OBJECTIVE
Retype each of the following lines exactly as it stands.

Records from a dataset
▬▬▬▬▬▬▬▬▬▬

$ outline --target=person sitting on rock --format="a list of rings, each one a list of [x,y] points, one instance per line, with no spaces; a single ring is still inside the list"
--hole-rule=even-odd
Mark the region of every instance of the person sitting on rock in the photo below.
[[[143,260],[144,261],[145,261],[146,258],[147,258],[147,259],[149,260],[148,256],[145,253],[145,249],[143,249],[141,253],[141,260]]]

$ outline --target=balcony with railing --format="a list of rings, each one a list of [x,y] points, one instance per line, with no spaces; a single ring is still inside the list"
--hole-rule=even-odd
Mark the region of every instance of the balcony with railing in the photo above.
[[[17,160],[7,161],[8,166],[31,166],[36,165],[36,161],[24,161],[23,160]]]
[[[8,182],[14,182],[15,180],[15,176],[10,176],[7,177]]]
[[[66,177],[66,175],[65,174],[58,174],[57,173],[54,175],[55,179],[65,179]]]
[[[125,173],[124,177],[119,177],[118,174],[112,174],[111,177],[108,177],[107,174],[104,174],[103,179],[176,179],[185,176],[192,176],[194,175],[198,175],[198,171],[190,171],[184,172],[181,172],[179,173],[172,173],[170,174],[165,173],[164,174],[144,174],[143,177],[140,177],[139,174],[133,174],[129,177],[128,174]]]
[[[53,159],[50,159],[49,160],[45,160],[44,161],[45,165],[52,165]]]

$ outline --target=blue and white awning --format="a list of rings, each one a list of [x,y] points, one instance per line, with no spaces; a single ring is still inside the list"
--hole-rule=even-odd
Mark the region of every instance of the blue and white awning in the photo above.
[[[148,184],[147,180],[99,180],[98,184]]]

▬▬▬▬▬▬▬▬▬▬

RESULT OF THIS TASK
$ outline --target=person sitting on rock --format="a list of rings, each one a list of [x,y] points, one instance per line, with no spaces; a single ring is still inside the list"
--hole-rule=even-odd
Mark the region of every instance of the person sitting on rock in the photo below.
[[[143,260],[144,261],[145,261],[146,258],[147,258],[147,259],[149,260],[148,256],[145,253],[145,249],[143,249],[141,253],[141,260]]]

$ outline --target=balcony with railing --format="a list of rings, each one a list of [x,y] points, one instance per line, with no spaces; a single ring is still inside the list"
--hole-rule=even-odd
Mark the region of every instance of the balcony with railing in the photo above.
[[[17,160],[7,161],[8,166],[31,166],[36,165],[36,161],[24,161],[23,160]]]
[[[8,182],[14,182],[15,180],[15,176],[10,176],[7,177]]]
[[[66,177],[66,175],[65,174],[58,174],[57,173],[54,175],[55,179],[65,179]]]
[[[125,173],[124,177],[119,177],[118,174],[112,174],[111,177],[108,177],[107,174],[104,174],[103,179],[176,179],[185,176],[192,176],[194,175],[198,175],[198,171],[190,171],[184,172],[181,172],[179,173],[172,173],[170,174],[165,173],[164,174],[144,174],[143,177],[140,177],[139,174],[133,174],[129,177],[128,174]]]
[[[53,159],[50,159],[49,160],[45,160],[44,161],[45,165],[52,165]]]

$ outline --target=blue and white awning --format="a list of rings, each one a list of [x,y] points, one instance per line, with no spaces; a single ring is still inside the list"
--hole-rule=even-odd
Mark the region of every instance of the blue and white awning in the photo above.
[[[148,184],[147,180],[99,180],[98,184]]]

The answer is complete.